**学習テキスト:**
_ _ _ _ _ _ _

名古屋城のシカがピンチ!江戸時代から続くシカ飼育、“残り2頭”で終幕か…市議会は和歌山県との協力模索

最盛期には56頭いたという、名古屋城のシカ。現在は2頭まで減少し、“絶滅”の危機が迫っています。
健康状態を毎日確認「大切に育てたい」
『名古屋城総合事務所』の三谷幸司さんによると、現在、名古屋城の内堀で暮らしているのは、ホンシュウジカのメス2頭。年齢は推定14~17歳で、1991年に和歌山城から譲り受けたシカの子孫といわれています。
“臆病で警戒心が強い”と言われるシカ。名古屋城では、そんなシカたちに過度のストレスを与えないよう、できるだけ野生に近い状態で放し飼いをしています。

_ _ _ _ _ _ _

**提供資料:**
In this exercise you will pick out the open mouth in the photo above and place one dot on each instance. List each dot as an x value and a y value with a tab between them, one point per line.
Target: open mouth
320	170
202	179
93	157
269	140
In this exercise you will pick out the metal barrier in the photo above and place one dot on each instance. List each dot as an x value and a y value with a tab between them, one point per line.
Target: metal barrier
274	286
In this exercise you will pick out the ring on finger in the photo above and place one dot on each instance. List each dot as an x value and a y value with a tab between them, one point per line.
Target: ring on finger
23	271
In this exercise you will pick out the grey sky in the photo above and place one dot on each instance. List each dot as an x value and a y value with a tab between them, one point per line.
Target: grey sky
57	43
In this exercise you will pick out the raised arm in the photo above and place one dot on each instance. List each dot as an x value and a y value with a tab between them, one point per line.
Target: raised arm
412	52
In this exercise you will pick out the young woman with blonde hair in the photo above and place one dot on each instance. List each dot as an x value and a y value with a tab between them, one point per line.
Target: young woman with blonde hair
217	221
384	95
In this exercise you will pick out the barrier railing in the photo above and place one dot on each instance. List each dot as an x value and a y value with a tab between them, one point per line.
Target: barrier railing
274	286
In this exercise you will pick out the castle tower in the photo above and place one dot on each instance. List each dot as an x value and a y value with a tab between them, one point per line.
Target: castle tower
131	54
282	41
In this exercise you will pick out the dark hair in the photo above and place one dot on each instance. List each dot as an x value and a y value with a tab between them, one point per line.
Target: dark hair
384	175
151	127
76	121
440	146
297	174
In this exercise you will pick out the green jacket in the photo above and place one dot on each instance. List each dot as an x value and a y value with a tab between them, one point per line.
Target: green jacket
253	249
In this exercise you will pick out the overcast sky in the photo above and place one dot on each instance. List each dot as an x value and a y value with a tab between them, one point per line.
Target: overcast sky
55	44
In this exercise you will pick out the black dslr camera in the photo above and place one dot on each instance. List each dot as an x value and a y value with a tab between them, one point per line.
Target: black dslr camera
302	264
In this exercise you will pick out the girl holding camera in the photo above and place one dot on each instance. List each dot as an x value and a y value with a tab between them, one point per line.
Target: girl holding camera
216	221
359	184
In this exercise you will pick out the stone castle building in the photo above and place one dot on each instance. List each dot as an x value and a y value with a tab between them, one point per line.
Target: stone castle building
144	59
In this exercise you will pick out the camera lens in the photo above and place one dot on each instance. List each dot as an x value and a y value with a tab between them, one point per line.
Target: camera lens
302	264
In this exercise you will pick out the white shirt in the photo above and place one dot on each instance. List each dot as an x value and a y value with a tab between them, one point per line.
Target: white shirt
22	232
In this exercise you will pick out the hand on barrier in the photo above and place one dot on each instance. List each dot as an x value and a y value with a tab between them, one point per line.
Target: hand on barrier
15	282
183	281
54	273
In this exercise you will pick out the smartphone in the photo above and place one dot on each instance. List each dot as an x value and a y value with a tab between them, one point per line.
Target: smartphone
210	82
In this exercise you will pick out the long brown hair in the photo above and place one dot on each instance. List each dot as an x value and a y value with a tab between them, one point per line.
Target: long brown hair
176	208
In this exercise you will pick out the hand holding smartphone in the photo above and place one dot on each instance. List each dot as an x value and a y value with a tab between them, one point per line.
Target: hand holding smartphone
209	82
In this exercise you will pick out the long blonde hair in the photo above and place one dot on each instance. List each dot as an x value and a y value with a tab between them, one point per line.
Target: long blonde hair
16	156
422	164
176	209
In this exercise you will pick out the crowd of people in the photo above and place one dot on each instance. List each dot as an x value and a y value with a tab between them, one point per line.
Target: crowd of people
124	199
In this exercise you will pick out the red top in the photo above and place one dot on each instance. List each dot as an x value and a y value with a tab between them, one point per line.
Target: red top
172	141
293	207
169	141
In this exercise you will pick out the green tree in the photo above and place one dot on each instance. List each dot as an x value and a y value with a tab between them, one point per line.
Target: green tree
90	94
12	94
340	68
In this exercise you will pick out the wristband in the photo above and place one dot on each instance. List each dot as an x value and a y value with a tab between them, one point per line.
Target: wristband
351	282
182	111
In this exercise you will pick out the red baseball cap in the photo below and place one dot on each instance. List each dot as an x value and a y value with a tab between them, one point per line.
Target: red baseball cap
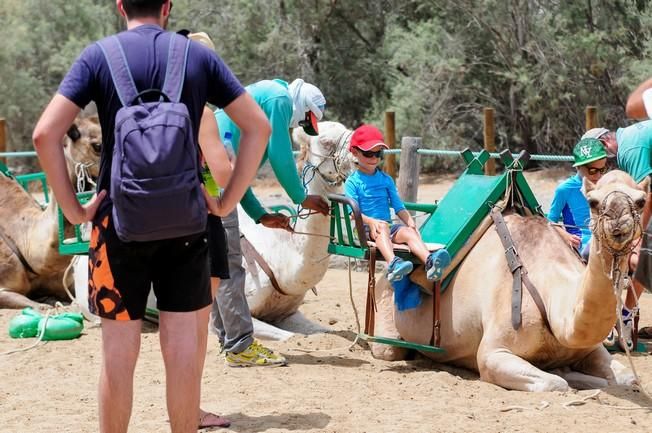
367	137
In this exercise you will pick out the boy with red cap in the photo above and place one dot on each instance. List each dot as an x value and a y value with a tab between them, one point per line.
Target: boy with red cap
375	193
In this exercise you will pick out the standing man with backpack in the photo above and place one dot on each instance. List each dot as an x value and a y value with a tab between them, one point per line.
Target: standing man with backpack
149	216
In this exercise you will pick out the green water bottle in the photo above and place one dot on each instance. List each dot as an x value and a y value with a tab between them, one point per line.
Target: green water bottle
211	186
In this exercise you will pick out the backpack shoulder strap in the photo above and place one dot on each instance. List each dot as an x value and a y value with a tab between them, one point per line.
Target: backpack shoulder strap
120	73
175	73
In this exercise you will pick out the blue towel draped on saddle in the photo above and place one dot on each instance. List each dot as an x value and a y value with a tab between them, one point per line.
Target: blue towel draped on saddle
407	294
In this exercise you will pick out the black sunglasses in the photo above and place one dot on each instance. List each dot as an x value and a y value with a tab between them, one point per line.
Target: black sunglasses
370	154
594	170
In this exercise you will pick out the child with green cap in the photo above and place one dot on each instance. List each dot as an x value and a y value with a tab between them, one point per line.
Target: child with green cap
569	205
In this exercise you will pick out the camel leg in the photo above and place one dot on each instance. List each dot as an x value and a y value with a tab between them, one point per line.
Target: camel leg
503	368
384	324
601	364
15	300
265	331
298	323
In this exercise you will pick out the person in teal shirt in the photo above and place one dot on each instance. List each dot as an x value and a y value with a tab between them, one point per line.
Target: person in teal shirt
279	100
632	147
298	104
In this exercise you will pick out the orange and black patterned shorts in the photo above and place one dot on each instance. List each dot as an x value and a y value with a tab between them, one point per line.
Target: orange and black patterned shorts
121	274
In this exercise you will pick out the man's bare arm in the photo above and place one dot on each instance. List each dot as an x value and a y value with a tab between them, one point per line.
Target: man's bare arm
635	103
51	127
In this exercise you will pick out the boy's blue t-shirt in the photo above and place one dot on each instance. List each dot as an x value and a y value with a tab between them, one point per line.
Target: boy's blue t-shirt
375	194
207	79
570	206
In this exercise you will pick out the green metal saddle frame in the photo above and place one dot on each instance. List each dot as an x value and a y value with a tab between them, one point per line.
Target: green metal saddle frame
449	222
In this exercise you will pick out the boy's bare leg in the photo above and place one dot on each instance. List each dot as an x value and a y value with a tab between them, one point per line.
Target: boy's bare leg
120	348
183	341
383	243
411	238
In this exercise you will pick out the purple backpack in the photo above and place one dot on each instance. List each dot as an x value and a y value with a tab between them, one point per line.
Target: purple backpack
155	183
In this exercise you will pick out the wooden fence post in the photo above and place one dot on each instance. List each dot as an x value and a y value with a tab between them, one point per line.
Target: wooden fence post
408	175
489	140
390	140
3	139
591	117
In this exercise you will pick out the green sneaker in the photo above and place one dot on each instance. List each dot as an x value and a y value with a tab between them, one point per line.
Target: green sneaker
256	355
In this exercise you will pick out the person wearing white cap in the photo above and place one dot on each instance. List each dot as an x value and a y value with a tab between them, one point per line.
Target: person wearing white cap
632	147
286	106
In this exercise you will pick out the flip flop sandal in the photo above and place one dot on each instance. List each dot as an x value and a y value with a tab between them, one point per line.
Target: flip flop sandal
209	419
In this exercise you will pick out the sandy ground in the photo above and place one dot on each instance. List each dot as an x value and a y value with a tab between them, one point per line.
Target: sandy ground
326	387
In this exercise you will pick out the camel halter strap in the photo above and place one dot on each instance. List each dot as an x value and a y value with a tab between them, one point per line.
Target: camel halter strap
337	157
601	233
251	253
519	273
81	172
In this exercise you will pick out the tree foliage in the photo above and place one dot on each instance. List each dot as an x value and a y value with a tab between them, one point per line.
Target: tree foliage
538	63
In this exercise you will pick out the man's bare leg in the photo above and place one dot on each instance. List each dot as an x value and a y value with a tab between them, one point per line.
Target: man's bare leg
183	341
120	348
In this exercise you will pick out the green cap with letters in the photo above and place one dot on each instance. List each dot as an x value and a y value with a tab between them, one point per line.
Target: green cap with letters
587	151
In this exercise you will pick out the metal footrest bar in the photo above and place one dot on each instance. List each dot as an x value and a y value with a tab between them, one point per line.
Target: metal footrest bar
401	343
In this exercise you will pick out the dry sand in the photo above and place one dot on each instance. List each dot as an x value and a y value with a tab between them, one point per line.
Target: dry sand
52	388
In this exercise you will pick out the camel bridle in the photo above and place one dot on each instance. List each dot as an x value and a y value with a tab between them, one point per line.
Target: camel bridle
338	157
600	231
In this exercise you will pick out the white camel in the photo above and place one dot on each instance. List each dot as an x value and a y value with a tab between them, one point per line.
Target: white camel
298	261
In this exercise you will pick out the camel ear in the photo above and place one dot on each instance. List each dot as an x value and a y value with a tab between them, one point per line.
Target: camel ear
645	184
327	142
587	186
73	133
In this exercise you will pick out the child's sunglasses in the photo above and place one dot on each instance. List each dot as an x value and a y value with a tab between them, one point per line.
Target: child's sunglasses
370	154
594	170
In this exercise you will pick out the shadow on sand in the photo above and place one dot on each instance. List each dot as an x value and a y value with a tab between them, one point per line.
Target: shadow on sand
283	422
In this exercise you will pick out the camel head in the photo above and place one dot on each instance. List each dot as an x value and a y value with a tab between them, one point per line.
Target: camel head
616	203
82	147
327	153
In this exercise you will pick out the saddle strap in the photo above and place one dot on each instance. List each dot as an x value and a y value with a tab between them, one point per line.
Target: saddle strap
14	248
519	273
249	251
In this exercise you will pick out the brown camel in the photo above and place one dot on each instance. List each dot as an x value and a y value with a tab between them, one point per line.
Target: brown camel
580	301
30	264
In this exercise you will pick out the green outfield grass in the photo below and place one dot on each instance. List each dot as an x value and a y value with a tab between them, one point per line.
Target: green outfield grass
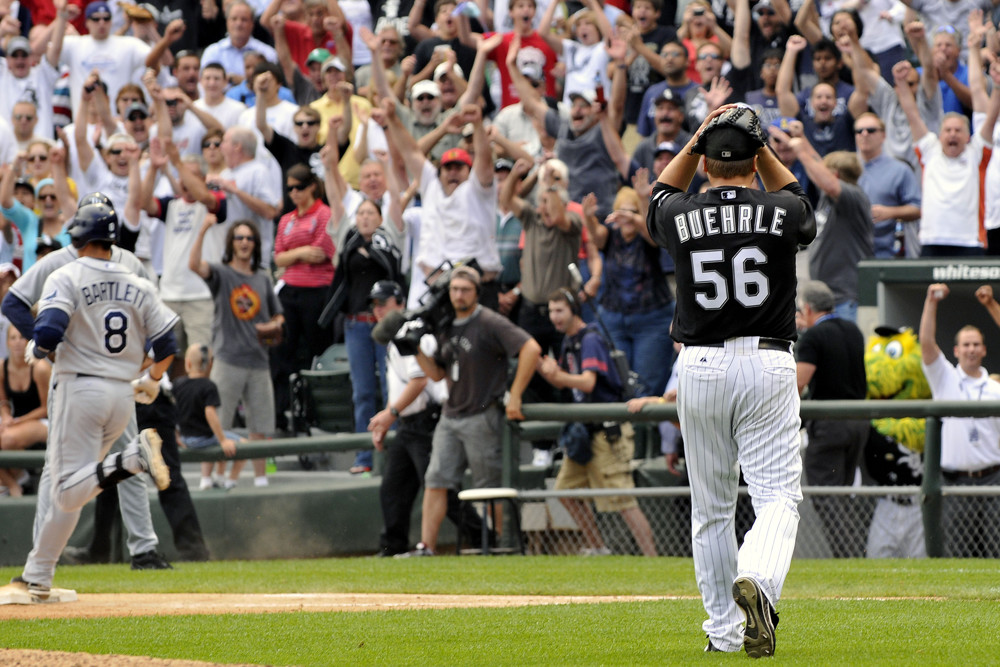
833	612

_ _ _ _ _ _ _

**作業指示:**
(A) 名古屋城のシカの文章によると、現在名古屋城の内堀で暮らしているシカは、どの種類の何頭ですか。
(B) 名古屋城のシカの文章を、最後の文の後から続けて書いてください。
提供資料は、名古屋城のシカの文章とは別の資料です。

**各課題の解答:**
(A) ホンシュウジカのメス2頭です。

(B)
三谷さんによると、健康状態は毎日チェック。日常管理として、えさやりや水の提供などを行い、健康状態を保つ世話を行っているといいます。また、週に2回、固形の食べられるものを提供。草もよく食べているといいます。
“最後の2頭”となった、メス2頭。三谷さんは、「メス2頭なので、時期がきたらいずれいなくなってしまう。この2頭を大切に育てたいです」とシカへの思いを明かしました。
シカはどうなる?市議会が維持対策を検討
今年6月23日に行われた名古屋市議会では、名古屋城のシカを維持するための対策の必要性について議論する一幕も。
広沢一郎名古屋市長は、「名古屋城のシカは、特別史跡名古屋城跡を構成する諸要素にも位置付けられており、また、内堀で飼っていること自体が他城郭と比べても大変珍しく、多くの来場者に親しまれていますので、シカがいなくなってしまう事態は避けたいと考えております」と話し、“絶滅”への危機感を明かしました。
同市議会では、自民党名古屋市議団 浅井正仁市議より、「和歌山城と同じ入手経路で、同じ紀州和歌山にあるアドベンチャーワールドに頼んで、名古屋城のシカの絶滅を防ぐのはいかがですか」と、シカの数を増やすための提案も。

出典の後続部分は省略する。